Problem to solve: In the entries that follow, identify the line containing "Query: dome with statue" and return it together with all later lines, exactly as they appear.

Data in this exercise:
· · · · · · ·

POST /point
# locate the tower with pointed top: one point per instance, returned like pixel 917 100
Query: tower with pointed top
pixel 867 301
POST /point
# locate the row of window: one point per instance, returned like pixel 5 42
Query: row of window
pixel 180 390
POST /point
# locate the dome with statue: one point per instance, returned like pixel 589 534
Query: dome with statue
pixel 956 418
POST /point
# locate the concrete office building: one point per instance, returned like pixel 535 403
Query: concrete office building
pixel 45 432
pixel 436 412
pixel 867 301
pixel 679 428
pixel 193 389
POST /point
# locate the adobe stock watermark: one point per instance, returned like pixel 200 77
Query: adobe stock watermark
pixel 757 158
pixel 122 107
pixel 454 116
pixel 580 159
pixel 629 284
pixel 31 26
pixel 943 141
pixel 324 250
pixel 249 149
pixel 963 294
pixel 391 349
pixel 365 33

· · · · · · ·

Answer for the task:
Query: dome with statue
pixel 956 418
POST /point
# locate the concrete office building: one point per instance, returned like pixel 535 403
Query: concrete office building
pixel 45 432
pixel 436 412
pixel 867 301
pixel 679 428
pixel 193 389
POST /point
# locate the adobe stock watermark: one point per instance, returned like pixel 200 77
Query: adobe stock watermark
pixel 757 158
pixel 122 107
pixel 454 116
pixel 580 159
pixel 629 284
pixel 31 26
pixel 943 141
pixel 324 250
pixel 249 149
pixel 963 294
pixel 391 349
pixel 365 33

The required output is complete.